• [EXERCISE BRIEF] Rewrite the lines starting with the line that contains "Draw the outline of every instance of the low-lying" and going on through the line that contains "139L6 144L255 142L256", substituting "Output" for "Result" and leaving everything else unchanged.

[Excerpts of annotation records]
---*---

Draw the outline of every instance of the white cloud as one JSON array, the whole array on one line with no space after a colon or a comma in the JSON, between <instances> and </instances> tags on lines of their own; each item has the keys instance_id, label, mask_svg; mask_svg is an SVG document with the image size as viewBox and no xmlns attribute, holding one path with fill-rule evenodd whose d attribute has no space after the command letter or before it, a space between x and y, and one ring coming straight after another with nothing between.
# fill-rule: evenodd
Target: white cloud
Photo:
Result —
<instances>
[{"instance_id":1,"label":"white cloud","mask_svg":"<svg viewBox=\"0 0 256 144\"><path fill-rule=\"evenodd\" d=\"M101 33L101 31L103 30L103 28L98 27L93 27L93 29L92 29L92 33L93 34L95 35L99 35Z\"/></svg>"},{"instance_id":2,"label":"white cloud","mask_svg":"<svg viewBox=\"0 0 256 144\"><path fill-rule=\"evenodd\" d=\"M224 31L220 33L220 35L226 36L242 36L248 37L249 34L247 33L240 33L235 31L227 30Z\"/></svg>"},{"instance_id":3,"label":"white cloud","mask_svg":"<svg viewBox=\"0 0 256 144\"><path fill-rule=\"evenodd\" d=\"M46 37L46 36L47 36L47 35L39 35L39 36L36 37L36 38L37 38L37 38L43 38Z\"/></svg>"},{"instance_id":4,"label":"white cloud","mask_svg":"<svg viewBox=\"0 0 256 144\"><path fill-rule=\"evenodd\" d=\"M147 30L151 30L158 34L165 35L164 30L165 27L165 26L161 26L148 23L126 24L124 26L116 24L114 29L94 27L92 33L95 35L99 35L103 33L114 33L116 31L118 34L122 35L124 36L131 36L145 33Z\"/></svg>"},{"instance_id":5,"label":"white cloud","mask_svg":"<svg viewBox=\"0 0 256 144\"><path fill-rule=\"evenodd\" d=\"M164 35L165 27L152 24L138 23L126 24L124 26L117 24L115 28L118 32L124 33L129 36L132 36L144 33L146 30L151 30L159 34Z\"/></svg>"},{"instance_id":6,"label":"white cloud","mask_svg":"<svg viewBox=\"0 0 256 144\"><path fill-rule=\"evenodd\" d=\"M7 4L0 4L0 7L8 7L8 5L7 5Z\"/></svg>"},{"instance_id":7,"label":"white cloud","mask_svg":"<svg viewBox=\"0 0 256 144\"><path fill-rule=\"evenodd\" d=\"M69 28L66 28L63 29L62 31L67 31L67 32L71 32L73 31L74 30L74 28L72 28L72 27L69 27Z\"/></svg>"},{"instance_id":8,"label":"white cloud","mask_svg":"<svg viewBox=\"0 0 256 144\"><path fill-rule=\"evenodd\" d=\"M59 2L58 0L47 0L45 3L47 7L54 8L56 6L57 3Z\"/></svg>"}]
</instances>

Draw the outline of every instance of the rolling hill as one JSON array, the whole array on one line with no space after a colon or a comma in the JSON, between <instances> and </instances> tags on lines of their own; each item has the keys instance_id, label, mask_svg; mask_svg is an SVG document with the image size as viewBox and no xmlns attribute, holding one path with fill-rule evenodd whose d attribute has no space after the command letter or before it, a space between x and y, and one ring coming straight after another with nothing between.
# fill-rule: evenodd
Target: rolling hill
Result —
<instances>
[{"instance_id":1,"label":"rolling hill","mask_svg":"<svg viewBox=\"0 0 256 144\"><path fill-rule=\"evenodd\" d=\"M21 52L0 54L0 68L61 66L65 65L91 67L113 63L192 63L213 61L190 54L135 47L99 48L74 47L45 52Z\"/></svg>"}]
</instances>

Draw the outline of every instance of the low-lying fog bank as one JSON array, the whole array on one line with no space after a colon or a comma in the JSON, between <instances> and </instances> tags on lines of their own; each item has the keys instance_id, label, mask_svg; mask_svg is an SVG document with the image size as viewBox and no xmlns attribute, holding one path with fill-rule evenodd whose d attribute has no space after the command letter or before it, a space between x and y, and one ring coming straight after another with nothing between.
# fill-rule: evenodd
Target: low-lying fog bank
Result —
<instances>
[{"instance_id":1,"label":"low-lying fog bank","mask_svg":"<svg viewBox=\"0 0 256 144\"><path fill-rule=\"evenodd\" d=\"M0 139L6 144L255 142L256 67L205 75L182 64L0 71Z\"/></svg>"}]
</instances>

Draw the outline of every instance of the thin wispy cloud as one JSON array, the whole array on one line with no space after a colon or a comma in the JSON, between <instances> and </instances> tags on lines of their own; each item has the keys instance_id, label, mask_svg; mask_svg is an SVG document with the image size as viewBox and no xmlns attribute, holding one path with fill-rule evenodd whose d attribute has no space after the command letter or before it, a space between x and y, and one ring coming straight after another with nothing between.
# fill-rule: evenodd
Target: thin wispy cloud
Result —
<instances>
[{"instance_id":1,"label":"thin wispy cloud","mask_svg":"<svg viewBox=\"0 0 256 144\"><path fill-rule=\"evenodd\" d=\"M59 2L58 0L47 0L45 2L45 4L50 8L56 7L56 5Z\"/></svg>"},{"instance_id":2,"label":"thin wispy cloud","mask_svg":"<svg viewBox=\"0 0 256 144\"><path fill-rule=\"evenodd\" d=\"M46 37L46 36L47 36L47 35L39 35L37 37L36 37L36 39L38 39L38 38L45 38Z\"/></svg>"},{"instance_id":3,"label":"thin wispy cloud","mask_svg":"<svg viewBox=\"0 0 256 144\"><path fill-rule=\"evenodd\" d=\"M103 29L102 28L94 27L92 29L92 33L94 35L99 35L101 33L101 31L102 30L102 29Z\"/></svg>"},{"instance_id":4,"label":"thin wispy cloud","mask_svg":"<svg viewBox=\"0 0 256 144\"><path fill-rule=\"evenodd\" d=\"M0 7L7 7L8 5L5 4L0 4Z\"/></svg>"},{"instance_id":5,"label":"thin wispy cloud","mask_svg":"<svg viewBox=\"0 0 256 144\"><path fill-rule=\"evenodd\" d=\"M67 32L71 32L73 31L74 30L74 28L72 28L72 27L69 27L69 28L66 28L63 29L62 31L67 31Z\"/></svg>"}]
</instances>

---*---

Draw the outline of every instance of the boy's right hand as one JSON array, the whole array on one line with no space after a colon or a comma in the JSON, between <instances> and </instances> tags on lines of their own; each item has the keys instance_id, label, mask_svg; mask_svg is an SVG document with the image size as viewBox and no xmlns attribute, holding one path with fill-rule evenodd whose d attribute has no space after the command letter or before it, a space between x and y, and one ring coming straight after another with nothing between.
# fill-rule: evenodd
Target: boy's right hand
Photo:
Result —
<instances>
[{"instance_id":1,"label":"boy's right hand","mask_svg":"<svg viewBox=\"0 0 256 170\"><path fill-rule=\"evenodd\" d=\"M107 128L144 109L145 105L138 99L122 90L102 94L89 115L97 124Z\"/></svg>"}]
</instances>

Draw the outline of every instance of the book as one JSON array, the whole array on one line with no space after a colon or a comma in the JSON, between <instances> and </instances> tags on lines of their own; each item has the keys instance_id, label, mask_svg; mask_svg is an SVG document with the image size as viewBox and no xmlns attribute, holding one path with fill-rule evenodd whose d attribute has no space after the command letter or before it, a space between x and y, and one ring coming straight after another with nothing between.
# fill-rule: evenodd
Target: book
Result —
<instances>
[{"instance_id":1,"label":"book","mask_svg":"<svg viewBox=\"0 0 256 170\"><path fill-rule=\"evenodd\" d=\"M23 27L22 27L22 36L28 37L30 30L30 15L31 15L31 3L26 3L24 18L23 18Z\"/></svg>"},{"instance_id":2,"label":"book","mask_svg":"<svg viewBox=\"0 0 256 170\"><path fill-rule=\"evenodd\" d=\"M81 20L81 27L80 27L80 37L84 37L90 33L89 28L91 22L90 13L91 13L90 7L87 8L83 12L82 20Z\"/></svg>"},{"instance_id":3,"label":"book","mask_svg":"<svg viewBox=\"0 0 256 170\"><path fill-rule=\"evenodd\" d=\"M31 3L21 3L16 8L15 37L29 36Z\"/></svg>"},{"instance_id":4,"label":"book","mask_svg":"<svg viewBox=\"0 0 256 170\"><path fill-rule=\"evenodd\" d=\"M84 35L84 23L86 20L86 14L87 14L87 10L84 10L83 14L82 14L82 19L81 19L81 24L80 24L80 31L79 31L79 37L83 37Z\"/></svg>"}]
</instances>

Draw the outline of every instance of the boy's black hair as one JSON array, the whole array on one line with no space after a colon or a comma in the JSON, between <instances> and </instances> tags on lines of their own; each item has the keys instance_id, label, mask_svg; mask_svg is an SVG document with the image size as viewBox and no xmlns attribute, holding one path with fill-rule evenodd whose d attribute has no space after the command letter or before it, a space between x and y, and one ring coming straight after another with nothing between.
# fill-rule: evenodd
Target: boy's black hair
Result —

---*---

• [RESULT OF THE TASK]
Draw the outline of every instance of the low-lying fog bank as one JSON array, the whole array on one line with no space after a colon or a comma in the JSON, between <instances> and </instances> tags on lines of their own; each item has the keys instance_id, label, mask_svg; mask_svg is an SVG document with the image size as viewBox and no xmlns attribute, holding one path with fill-rule evenodd whose d attribute has no space after the command letter or before it, a space between x and y, and one ring coming straight after another with nothing between.
# fill-rule: evenodd
Target: low-lying fog bank
Output —
<instances>
[{"instance_id":1,"label":"low-lying fog bank","mask_svg":"<svg viewBox=\"0 0 256 144\"><path fill-rule=\"evenodd\" d=\"M0 139L6 144L255 142L256 67L205 75L182 64L0 71Z\"/></svg>"}]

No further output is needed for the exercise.